Studies
funded by the National Institutes of Health (NIH)
have found massage beneficial in improving
weight gain in HIV-exposed infants and
facilitating recovery in patients who
underwent abdominal surgery. At the
University of Miami School of Medicine's
Touch Research Institute, researchers have
found that massage is helpful in decreasing
blood pressure in people with hypertension,
alleviating pain in migraine sufferers and
improving alertness and performance in office
workers.
An increasing number of research studies show
massage reduces heart rate, lowers blood
pressure, increases blood circulation and
lymph flow, relaxes muscles, improves range
of motion, and increases endorphins
(enhancing medical treatment). Although
therapeutic massage does not increase muscle
strength, it can stimulate weak, inactive
muscles and, thus, partially compensate for
the lack of exercise and inactivity resulting
from illness or injury. It also can hasten
and lead to a more complete recovery from
exercise or injury.
Research has verified that:
Office
workers massaged regularly were more alert,
performed better and were less stressed than
those who weren't massaged.
Massage
therapy decreased the effects of anxiety,
tension, depression, pain, and itching in
burn patients.

#### Listed records:
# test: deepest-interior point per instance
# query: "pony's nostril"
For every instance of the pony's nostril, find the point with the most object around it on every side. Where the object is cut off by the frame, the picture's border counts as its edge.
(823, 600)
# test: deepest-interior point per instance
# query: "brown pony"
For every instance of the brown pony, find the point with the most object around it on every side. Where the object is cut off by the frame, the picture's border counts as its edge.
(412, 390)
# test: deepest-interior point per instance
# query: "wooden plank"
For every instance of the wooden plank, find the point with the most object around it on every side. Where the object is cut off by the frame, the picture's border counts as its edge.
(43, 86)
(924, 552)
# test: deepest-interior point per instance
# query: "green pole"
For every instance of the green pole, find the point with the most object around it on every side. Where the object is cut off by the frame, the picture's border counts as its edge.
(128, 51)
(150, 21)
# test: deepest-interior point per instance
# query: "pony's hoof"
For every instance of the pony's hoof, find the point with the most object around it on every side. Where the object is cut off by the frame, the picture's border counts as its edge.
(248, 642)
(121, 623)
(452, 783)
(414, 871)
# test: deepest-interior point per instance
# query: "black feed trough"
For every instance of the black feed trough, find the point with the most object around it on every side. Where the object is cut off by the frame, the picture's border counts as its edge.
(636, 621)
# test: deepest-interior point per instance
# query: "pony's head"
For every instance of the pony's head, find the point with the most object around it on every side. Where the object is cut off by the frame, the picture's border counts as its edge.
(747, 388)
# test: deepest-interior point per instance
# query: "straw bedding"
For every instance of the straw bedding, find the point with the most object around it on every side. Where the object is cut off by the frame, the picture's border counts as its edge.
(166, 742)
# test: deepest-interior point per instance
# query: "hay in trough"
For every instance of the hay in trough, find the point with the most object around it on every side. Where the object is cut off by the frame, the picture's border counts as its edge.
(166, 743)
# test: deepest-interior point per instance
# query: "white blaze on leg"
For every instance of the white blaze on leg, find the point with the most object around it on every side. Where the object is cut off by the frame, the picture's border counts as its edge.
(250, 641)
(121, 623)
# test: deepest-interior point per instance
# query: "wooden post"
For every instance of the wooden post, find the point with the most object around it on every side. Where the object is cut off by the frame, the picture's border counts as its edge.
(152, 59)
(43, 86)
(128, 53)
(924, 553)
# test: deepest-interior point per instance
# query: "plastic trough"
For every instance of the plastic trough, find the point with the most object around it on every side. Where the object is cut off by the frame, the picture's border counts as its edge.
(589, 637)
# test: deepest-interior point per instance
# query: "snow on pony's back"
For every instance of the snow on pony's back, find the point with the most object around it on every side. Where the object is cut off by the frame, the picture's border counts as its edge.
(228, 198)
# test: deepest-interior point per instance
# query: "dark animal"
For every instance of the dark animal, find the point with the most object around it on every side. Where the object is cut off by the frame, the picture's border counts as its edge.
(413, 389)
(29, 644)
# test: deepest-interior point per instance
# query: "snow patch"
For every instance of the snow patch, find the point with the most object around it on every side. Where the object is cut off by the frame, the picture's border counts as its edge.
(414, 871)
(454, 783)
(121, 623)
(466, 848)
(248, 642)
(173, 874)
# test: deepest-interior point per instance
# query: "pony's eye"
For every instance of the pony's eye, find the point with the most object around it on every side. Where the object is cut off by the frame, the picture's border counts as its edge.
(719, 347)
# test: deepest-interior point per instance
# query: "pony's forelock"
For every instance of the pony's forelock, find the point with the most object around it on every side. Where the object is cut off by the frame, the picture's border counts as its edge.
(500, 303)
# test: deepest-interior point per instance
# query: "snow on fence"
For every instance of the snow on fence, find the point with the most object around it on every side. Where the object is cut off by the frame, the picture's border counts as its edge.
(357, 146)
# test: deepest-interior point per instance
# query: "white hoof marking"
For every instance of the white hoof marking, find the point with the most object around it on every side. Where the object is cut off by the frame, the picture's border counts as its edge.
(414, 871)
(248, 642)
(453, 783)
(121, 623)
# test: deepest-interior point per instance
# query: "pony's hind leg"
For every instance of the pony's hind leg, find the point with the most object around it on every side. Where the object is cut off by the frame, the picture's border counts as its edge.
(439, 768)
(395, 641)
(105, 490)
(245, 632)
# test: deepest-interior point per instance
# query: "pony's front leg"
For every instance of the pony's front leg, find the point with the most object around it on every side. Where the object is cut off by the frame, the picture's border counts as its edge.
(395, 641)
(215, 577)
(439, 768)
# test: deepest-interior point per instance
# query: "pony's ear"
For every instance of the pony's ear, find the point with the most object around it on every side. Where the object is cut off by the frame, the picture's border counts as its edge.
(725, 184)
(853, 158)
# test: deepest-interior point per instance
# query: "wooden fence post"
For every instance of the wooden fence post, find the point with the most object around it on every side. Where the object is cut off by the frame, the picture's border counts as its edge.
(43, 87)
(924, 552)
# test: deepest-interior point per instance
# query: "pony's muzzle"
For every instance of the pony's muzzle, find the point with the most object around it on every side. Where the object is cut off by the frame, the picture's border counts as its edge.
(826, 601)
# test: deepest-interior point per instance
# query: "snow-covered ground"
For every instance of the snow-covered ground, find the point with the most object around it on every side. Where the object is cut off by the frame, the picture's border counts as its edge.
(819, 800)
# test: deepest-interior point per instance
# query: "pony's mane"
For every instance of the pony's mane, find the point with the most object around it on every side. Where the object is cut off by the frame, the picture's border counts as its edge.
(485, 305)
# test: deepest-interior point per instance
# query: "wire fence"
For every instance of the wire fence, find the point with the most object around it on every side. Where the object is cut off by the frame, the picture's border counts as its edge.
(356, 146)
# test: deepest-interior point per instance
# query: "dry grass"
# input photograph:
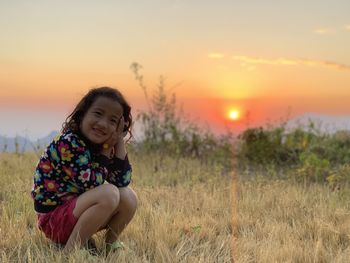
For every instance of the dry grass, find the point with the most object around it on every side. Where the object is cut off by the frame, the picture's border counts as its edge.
(281, 221)
(184, 215)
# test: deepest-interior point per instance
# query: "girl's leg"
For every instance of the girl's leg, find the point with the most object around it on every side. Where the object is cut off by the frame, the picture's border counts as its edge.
(122, 215)
(93, 209)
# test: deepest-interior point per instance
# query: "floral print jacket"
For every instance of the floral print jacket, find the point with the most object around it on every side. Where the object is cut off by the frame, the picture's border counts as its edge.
(70, 166)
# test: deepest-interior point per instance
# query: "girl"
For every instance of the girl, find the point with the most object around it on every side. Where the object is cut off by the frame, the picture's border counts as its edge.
(69, 193)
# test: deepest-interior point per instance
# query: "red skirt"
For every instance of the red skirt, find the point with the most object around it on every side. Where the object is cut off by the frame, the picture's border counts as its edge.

#### Task set:
**a.** Summarize the massage text in two sentences.
**b.** Rewrite the part of the massage text starting at "Research has verified" and ending at "burn patients.", substituting "attentive" for "alert".

#### Per-task answers:
**a.** Studies funded by the NIH and research at the University of Miami School of Medicine's Touch Research Institute have found massage beneficial for weight gain in HIV-exposed infants, recovery from abdominal surgery, blood pressure in people with hypertension, pain in migraine sufferers, and alertness and performance in office workers. A growing body of research shows that massage reduces heart rate, lowers blood pressure, increases blood circulation, lymph flow and endorphins, relaxes muscles and improves range of motion, and that although it does not increase muscle strength, it can stimulate weak, inactive muscles and hasten recovery from exercise or injury.

**b.**
Research has verified that:
Office
workers massaged regularly were more attentive,
performed better and were less stressed than
those who weren't massaged.
Massage
therapy decreased the effects of anxiety,
tension, depression, pain, and itching in
burn patients.